**Problem to solve:** Report all lines in the records that hold the string "facade".

Records drawn from a dataset:
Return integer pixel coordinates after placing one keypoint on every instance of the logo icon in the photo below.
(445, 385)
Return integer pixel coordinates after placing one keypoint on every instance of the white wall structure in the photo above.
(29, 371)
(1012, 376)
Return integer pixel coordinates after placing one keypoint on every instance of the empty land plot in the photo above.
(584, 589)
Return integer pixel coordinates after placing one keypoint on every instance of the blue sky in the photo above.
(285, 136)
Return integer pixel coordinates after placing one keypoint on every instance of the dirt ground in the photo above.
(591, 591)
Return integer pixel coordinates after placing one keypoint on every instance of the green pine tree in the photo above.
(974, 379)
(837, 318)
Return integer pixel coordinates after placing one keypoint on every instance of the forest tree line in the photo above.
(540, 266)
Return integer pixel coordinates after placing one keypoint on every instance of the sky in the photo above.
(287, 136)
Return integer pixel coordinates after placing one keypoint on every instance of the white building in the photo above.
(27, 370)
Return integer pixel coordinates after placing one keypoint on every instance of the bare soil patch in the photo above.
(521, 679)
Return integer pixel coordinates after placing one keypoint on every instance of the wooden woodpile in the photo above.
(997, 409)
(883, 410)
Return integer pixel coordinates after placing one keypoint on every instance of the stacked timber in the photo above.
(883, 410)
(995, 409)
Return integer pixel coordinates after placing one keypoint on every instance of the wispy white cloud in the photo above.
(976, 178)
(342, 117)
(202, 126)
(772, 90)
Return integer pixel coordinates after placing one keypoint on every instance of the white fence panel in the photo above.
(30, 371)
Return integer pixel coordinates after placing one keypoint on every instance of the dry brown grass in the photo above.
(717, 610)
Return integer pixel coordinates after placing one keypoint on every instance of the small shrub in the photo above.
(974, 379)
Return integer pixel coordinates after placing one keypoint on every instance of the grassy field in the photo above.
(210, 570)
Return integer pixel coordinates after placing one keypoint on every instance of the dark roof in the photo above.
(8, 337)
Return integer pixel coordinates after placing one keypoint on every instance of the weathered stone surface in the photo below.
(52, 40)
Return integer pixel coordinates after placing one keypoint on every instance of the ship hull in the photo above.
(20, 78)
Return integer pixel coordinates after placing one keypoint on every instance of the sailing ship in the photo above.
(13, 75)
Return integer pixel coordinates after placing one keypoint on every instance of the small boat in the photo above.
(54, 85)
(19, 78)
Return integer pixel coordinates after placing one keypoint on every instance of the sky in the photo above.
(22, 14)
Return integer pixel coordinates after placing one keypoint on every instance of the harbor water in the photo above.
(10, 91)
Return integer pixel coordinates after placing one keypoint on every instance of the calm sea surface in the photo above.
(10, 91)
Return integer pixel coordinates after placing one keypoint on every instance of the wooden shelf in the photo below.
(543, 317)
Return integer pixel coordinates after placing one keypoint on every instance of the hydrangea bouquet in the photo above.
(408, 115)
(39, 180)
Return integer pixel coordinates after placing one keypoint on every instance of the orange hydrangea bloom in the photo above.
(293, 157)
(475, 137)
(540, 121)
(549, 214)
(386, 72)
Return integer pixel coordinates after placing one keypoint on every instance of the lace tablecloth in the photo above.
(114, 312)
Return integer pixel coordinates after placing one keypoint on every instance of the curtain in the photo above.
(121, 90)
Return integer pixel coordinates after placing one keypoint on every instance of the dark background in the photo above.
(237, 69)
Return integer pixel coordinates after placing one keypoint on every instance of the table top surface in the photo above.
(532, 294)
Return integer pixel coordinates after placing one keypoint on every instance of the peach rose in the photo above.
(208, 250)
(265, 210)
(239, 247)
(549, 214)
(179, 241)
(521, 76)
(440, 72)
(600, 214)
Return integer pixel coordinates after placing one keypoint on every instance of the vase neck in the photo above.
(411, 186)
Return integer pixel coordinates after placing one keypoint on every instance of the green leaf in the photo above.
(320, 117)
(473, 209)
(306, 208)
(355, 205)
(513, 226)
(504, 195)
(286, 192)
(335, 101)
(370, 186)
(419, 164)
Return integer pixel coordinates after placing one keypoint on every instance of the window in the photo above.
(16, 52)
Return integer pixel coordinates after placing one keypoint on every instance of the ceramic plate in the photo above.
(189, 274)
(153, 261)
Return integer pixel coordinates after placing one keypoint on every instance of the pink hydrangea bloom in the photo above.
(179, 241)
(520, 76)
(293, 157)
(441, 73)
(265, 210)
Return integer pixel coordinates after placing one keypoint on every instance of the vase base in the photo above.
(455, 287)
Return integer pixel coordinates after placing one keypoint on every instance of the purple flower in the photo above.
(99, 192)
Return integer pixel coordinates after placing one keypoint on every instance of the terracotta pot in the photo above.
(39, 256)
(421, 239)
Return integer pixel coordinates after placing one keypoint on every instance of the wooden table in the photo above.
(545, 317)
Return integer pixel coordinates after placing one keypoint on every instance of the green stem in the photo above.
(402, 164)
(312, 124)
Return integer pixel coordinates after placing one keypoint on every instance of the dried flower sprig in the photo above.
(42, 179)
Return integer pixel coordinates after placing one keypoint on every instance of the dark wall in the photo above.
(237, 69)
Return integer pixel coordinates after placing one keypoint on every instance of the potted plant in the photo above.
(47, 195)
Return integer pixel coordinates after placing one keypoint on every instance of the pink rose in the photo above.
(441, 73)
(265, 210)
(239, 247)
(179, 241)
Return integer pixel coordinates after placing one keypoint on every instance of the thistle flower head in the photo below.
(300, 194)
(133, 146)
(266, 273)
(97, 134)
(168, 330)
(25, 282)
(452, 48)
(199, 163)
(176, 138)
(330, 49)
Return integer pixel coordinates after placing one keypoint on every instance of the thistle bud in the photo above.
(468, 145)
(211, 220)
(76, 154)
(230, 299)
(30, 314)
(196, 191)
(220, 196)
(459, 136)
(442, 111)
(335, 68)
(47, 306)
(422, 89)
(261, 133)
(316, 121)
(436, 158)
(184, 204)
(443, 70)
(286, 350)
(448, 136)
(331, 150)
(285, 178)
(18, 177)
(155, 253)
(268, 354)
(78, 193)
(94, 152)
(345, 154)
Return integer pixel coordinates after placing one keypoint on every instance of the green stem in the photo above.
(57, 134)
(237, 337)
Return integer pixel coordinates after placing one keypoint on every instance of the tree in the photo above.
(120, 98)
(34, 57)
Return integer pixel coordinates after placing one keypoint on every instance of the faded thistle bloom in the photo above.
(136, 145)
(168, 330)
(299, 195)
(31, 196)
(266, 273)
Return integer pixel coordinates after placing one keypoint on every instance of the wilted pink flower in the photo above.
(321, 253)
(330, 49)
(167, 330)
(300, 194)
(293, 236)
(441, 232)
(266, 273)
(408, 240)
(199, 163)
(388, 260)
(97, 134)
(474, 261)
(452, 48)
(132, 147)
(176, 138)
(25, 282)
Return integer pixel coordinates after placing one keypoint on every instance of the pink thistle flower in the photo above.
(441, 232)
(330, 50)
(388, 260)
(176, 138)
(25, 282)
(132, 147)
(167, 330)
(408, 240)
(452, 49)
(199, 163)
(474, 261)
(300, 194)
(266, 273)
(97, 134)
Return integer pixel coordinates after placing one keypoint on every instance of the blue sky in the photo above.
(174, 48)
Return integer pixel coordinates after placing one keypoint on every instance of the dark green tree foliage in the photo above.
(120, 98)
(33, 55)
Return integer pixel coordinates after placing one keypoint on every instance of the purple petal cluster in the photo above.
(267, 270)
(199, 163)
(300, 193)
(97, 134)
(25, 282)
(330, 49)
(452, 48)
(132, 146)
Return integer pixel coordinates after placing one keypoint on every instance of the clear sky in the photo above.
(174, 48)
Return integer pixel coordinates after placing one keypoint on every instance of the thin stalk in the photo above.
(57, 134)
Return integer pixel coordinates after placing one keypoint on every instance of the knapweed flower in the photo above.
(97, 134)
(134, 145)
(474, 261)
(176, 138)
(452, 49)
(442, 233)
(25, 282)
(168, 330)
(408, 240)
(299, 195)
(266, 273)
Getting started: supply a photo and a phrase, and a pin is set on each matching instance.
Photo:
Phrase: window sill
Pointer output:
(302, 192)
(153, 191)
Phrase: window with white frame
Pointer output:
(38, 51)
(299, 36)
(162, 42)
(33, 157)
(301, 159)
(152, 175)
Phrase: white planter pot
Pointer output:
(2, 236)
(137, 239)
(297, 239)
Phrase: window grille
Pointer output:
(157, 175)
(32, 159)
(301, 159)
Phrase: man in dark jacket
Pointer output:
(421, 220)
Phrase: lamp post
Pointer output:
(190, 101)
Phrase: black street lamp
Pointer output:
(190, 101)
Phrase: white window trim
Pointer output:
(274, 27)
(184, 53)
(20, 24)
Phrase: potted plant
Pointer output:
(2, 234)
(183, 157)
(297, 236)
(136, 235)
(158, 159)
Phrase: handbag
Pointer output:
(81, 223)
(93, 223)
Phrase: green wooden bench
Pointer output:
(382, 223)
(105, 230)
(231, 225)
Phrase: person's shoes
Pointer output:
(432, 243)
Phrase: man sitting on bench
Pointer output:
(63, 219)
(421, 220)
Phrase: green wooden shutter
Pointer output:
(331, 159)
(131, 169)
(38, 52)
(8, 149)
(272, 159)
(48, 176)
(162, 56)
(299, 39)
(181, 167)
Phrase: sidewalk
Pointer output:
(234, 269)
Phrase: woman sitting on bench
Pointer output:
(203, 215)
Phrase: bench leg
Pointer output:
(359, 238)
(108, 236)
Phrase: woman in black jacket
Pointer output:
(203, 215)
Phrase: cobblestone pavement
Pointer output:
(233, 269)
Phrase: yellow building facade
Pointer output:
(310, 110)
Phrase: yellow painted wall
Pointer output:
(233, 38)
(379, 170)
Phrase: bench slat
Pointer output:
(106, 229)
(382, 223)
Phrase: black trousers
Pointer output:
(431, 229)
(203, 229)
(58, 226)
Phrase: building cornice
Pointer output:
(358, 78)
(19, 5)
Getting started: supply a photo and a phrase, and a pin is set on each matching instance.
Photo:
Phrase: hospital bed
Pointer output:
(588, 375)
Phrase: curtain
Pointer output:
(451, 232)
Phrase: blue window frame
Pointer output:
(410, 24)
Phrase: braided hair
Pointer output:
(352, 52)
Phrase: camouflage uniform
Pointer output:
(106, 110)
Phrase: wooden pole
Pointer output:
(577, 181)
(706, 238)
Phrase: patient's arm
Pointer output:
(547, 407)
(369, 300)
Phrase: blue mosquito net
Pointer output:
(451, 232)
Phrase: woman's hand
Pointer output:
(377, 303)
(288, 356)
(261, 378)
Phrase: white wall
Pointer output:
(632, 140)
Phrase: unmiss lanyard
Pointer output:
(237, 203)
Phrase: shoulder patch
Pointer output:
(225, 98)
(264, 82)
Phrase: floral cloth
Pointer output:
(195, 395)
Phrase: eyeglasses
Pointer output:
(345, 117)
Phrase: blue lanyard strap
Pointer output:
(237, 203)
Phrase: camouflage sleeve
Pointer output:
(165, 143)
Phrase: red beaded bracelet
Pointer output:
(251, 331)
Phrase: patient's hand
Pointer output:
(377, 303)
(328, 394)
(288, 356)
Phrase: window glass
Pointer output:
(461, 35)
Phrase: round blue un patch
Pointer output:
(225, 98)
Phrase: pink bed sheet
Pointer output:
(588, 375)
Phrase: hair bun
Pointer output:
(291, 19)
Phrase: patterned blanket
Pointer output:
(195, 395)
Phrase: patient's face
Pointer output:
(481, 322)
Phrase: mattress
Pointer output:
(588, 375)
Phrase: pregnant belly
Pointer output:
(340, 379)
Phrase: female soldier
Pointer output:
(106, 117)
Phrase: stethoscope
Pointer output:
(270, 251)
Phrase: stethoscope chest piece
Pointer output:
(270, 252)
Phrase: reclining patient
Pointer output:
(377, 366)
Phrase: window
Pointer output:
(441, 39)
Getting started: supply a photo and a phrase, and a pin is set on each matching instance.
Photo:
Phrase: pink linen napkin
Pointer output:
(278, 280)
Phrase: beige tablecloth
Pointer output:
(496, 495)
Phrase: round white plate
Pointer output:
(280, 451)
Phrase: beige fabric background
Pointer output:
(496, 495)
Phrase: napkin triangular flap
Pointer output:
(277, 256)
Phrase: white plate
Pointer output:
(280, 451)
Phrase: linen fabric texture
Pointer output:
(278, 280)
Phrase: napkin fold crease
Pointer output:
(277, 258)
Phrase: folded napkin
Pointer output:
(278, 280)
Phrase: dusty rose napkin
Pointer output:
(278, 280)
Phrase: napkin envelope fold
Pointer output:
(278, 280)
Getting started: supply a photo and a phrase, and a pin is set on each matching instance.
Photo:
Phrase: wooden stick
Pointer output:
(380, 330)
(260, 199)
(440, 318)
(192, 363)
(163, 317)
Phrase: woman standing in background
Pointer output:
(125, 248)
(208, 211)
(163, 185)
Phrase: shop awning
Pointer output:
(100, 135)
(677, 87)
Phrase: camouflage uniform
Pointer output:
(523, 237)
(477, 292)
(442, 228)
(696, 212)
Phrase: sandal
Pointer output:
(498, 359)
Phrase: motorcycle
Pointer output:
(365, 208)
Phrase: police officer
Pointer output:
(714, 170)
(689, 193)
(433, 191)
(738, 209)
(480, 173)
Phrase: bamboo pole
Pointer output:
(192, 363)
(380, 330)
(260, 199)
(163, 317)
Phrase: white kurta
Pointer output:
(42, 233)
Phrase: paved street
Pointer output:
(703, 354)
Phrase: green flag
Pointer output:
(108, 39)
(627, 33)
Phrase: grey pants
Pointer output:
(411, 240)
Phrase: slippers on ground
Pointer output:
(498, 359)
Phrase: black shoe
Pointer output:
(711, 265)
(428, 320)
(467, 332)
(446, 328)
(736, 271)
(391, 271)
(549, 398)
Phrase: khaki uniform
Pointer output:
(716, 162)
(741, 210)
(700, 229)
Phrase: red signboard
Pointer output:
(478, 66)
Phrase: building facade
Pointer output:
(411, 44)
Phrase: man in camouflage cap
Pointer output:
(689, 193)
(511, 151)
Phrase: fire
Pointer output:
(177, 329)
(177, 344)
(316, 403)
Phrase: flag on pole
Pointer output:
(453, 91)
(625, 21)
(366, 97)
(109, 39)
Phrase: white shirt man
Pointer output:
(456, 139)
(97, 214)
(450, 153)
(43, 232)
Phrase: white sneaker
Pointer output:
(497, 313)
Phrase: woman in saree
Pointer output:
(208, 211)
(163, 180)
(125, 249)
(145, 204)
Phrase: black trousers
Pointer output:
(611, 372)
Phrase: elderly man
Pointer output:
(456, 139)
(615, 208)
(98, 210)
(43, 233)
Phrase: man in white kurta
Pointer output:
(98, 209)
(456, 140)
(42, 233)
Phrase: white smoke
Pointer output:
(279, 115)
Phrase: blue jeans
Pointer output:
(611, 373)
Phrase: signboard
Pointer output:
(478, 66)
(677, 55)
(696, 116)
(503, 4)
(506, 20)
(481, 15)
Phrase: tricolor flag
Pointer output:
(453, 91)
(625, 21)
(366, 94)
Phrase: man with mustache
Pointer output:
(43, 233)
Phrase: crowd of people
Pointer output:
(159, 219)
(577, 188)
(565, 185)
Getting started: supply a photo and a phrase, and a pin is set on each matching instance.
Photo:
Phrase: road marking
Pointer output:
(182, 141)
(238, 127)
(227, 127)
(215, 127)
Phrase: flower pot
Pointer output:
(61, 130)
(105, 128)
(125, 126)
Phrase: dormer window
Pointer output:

**Solution:**
Phrase: yellow building facade
Phrase: building facade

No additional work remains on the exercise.